### Aim
Could you rewrite all the lines below in full, keeping their wording, but shifting every x and y coordinate in the answers up by 46? Leave the pictures out.

### Records supplied
◆ ◆ ◆ ◆ ◆ ◆ ◆
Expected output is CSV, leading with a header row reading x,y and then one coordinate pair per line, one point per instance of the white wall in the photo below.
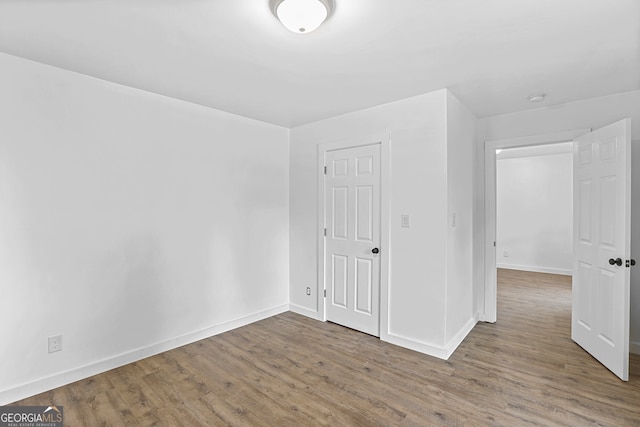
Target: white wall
x,y
534,213
130,223
461,146
417,126
590,113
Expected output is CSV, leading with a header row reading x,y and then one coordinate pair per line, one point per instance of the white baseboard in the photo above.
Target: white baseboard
x,y
430,350
304,311
460,336
63,378
535,269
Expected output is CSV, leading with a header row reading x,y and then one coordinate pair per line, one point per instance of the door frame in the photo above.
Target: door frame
x,y
488,295
385,249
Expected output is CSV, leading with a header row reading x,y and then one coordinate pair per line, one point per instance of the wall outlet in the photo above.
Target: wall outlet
x,y
55,343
◆ ◆ ◆ ◆ ◆ ◆ ◆
### Exercise answer
Expected output is CSV, leading with a header row reading x,y and then one coordinate pair per line, one point per instance of the white wall in the photo below.
Target: white wall
x,y
580,259
176,269
507,192
463,172
636,159
Expected output is CSV, leading with a header row reading x,y and then one coordinate pair per line, one point per instance of the white baseboard in the photo above.
Target: white baseboard
x,y
476,396
350,357
506,382
109,424
581,315
Expected output is CSV, leading with a header row reading x,y and then one coordinate pair per line, one point per instance of the door frame in the photo above.
Target: door frame
x,y
534,341
431,295
Expected output is CSV, leading with a header row reading x,y and then one coordinate pair per line, one point per instance of the wall outlet in the photo above.
Target: wall outlet
x,y
101,389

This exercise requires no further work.